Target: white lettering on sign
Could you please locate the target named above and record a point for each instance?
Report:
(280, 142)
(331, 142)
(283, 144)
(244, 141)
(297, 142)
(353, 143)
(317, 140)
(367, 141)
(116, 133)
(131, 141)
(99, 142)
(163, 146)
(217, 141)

◆ ◆ ◆ ◆ ◆ ◆ ◆

> [Action item]:
Write the entire listing out again, word for word.

> [Exercise result]:
Target: white lettering on sign
Could you please locate the target named above and record a point for each instance?
Report:
(280, 142)
(331, 142)
(283, 144)
(244, 141)
(297, 142)
(353, 143)
(317, 140)
(367, 141)
(116, 133)
(131, 141)
(99, 142)
(163, 146)
(217, 141)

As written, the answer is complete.